▶ [PAGE TEXT]:

Sunday, 26 June 2016

Sqooping from/to MYSQL and HDFS

Sqoop Import
From MYSQL table to HDFS

sqoop import --connect jdbc:mysql://127.0.0.1/export --username root --driver com.mysql.jdbc.Driver --table exported --target-dir '/user/horton/exported' -m 1

From MYSQL table to Hive

sqoop import --hive-import --connect jdbc:mysql://127.0.0.1/export --username root --driver com.mysql.jdbc.Driver --table exported --hive-table test.exported3 -m 1

From MYSQL table to Hive schema defined.

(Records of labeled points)
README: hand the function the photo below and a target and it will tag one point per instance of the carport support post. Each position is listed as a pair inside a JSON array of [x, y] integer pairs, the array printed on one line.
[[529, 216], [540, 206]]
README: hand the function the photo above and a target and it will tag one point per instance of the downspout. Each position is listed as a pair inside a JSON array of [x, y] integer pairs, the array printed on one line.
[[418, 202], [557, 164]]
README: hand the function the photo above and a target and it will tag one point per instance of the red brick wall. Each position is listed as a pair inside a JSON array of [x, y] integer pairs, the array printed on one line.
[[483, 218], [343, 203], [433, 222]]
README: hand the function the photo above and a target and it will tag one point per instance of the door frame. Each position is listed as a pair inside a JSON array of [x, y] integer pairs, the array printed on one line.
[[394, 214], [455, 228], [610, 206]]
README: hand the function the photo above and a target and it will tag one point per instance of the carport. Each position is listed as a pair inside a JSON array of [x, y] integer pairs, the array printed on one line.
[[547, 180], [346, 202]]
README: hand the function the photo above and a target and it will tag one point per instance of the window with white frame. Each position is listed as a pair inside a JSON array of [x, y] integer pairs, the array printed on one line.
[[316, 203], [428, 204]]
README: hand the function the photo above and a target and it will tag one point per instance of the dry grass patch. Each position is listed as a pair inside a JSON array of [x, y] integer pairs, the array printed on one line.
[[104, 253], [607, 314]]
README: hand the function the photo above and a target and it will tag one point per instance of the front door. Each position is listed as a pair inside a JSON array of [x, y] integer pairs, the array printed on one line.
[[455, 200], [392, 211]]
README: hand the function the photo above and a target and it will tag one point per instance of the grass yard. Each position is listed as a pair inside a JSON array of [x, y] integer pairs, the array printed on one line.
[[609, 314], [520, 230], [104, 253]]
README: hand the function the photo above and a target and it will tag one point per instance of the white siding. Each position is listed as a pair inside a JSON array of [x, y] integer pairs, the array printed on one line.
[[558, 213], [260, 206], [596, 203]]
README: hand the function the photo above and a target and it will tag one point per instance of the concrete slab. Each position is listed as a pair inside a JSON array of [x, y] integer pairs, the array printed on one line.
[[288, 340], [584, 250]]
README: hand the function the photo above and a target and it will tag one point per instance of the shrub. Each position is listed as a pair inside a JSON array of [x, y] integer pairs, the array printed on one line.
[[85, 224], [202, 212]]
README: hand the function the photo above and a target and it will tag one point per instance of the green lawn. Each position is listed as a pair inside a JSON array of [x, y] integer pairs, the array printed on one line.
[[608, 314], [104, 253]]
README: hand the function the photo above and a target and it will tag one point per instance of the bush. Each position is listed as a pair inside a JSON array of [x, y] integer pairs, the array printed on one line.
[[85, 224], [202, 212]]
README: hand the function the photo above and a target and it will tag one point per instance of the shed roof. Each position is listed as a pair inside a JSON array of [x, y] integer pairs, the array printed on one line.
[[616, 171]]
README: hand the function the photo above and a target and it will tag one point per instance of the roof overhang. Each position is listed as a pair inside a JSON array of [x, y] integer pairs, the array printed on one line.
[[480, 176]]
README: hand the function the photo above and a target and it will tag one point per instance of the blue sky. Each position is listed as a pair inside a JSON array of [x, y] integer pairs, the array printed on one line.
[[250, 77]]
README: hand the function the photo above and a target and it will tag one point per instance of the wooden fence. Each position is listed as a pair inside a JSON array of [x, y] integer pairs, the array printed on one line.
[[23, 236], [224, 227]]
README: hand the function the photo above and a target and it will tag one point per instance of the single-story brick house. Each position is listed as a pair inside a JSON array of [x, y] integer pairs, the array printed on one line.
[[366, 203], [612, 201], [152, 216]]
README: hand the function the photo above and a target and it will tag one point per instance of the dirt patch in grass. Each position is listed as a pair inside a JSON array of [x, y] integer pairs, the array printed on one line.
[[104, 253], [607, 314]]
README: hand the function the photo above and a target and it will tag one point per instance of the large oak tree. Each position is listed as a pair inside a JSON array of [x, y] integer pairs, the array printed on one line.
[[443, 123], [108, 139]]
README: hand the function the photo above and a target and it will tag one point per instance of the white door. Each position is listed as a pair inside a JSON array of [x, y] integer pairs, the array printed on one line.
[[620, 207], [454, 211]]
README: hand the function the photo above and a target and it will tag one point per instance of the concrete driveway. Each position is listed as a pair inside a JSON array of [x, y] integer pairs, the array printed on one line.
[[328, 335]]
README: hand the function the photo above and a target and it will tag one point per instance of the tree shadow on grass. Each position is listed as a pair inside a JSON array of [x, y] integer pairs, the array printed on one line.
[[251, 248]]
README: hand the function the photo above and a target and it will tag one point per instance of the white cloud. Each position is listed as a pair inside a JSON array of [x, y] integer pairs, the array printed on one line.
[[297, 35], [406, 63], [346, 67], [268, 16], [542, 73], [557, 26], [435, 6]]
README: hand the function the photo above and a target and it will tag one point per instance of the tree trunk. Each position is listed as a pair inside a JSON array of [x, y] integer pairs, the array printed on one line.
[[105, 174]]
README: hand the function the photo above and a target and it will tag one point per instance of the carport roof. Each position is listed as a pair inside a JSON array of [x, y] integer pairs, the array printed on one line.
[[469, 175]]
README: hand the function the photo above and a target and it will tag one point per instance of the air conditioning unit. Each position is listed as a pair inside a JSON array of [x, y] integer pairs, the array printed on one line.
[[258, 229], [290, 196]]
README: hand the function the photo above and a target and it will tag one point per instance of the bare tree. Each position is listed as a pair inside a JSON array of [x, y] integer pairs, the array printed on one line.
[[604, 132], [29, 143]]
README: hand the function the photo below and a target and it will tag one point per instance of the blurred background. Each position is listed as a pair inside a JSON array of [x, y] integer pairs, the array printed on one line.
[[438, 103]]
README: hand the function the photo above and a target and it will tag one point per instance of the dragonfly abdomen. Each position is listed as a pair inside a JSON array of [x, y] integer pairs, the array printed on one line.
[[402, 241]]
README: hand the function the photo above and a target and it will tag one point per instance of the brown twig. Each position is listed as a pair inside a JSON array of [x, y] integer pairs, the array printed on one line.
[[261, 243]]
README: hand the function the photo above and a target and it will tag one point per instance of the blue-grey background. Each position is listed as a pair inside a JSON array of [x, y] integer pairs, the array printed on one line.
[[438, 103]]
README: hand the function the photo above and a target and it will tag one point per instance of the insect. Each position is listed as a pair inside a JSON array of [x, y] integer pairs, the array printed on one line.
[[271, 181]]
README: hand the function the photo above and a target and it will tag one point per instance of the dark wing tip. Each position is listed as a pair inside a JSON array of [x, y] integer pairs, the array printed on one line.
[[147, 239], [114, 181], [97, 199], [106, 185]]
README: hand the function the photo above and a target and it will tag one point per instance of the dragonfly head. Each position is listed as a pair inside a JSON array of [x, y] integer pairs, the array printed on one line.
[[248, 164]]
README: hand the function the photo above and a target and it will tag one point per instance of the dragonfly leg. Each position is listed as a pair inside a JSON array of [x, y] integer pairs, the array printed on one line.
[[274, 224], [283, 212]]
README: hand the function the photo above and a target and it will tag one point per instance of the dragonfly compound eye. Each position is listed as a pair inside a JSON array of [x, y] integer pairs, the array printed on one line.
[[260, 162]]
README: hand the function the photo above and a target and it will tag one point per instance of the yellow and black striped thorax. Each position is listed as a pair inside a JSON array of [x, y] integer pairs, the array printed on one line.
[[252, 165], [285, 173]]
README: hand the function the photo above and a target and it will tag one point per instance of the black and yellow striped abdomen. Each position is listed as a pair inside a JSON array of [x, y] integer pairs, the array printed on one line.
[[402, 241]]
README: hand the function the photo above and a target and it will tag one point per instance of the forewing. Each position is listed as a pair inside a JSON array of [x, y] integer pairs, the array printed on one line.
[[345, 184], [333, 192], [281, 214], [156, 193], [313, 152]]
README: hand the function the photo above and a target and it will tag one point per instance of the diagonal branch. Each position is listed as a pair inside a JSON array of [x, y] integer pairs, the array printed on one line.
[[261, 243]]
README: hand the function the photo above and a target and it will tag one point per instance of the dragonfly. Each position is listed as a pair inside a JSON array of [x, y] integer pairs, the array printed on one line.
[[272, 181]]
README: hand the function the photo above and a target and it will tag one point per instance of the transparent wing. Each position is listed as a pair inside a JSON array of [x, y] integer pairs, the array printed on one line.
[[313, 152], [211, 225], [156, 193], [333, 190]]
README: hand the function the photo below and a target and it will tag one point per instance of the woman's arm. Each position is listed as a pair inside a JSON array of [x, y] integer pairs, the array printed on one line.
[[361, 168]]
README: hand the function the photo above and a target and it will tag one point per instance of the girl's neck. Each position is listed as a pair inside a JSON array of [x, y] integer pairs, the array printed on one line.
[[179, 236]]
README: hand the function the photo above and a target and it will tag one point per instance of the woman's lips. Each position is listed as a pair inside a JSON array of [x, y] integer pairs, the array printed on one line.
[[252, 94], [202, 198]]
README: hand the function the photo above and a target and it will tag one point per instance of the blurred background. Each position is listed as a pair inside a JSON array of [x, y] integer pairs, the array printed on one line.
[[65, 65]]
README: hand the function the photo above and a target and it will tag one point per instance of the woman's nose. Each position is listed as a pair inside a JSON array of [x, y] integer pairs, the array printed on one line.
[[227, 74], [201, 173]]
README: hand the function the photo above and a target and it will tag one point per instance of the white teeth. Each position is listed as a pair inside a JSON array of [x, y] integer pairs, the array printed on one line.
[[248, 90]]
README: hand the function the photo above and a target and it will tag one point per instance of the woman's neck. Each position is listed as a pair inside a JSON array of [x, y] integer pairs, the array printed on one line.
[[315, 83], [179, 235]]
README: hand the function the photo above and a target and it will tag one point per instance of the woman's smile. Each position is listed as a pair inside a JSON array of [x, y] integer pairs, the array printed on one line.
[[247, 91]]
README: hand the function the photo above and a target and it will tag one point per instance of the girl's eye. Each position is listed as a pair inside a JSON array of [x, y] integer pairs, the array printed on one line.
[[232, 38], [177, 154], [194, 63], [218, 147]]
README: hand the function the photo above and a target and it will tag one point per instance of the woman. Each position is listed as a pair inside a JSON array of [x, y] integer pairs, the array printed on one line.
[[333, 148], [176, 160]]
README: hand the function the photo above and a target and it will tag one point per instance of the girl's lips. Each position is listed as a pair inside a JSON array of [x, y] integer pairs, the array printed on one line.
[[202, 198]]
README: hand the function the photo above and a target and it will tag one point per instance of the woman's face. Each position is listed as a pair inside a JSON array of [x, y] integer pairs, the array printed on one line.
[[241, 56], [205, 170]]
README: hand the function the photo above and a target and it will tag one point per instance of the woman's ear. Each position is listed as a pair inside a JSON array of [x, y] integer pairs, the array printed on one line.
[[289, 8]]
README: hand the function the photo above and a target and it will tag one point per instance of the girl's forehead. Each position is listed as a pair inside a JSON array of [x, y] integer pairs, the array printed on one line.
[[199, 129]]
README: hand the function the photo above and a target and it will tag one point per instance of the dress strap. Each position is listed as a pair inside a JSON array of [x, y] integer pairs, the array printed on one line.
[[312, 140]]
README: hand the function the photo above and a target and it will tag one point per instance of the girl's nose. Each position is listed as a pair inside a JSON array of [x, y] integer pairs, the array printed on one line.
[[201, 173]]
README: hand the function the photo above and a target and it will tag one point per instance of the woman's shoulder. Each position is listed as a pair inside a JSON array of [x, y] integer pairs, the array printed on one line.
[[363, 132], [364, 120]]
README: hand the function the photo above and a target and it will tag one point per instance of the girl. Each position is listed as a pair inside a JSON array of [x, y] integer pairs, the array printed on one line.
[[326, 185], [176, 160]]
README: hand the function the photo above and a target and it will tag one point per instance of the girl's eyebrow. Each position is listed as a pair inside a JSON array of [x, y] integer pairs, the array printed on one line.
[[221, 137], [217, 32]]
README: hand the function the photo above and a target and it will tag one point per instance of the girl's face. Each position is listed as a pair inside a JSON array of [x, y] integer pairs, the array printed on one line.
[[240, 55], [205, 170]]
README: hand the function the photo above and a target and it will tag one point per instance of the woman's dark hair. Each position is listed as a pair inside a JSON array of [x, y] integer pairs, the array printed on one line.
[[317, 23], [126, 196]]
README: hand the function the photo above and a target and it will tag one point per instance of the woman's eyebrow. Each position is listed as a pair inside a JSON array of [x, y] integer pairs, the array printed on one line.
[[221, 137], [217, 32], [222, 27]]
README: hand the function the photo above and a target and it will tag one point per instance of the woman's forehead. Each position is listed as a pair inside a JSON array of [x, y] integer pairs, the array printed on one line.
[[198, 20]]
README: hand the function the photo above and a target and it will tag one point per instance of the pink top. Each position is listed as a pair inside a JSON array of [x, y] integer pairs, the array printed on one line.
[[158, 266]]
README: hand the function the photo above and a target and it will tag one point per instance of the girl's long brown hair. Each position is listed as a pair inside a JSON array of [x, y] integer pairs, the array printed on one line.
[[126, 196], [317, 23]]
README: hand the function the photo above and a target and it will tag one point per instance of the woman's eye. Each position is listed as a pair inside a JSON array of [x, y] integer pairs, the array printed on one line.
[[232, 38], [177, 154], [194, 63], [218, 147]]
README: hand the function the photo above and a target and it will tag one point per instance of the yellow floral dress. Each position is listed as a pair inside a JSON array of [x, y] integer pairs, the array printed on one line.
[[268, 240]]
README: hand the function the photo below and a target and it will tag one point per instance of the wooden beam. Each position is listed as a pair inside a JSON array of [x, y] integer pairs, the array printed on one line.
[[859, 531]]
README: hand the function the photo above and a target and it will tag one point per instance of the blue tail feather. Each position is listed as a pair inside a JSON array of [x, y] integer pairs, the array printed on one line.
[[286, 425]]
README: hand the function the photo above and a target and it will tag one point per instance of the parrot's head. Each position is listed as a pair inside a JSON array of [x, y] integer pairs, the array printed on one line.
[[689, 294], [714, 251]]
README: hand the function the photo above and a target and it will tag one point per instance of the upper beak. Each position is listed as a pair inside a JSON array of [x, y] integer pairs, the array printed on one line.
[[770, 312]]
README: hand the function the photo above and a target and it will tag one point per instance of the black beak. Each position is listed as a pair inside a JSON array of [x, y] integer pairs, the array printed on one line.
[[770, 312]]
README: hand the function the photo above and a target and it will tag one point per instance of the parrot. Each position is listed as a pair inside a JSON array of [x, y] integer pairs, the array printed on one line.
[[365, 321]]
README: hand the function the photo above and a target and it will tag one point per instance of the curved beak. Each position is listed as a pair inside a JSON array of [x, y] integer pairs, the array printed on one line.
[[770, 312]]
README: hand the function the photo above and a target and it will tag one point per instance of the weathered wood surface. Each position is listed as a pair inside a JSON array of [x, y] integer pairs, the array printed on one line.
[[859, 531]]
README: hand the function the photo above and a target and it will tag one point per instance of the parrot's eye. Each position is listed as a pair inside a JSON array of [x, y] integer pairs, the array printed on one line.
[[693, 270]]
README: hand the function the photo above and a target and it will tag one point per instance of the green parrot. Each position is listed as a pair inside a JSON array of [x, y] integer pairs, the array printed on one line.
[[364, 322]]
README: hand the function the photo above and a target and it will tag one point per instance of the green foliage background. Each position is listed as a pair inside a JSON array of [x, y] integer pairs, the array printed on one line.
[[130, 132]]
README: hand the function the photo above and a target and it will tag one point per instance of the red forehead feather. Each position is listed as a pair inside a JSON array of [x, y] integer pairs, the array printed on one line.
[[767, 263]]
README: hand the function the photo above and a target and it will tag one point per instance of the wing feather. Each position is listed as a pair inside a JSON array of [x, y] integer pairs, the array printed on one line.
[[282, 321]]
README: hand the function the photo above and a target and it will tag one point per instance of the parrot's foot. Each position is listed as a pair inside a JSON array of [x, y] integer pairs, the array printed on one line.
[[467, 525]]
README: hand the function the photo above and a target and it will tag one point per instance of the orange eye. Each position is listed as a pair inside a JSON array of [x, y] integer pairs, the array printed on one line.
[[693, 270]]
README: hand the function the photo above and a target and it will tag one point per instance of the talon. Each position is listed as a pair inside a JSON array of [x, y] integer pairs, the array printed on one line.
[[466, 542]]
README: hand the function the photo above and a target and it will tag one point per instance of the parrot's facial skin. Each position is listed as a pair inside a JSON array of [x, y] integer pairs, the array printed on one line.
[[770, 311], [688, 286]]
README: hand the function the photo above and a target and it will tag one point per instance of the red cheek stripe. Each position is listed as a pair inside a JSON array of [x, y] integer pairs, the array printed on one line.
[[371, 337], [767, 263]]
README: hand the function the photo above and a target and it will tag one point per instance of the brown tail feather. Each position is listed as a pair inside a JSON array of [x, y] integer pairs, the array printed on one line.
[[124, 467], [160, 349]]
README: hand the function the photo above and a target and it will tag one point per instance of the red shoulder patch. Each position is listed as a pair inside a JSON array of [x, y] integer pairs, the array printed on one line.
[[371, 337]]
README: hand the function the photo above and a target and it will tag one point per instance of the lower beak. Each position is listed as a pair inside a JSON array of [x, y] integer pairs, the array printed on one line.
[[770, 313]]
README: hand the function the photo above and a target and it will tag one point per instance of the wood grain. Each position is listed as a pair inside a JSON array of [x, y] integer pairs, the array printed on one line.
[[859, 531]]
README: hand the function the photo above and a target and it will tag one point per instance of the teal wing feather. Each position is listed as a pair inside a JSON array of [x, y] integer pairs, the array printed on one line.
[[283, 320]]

▶ [AIM OF THE EXERCISE]: Can you update the Sqoop notes from "Sunday, 26 June" to "Hive schema defined.", putting "hadoop" wherever "root" appears?

▶ [EXERCISE RESPONSE]:
Sunday, 26 June 2016

Sqooping from/to MYSQL and HDFS

Sqoop Import
From MYSQL table to HDFS

sqoop import --connect jdbc:mysql://127.0.0.1/export --username hadoop --driver com.mysql.jdbc.Driver --table exported --target-dir '/user/horton/exported' -m 1

From MYSQL table to Hive

sqoop import --hive-import --connect jdbc:mysql://127.0.0.1/export --username hadoop --driver com.mysql.jdbc.Driver --table exported --hive-table test.exported3 -m 1

From MYSQL table to Hive schema defined.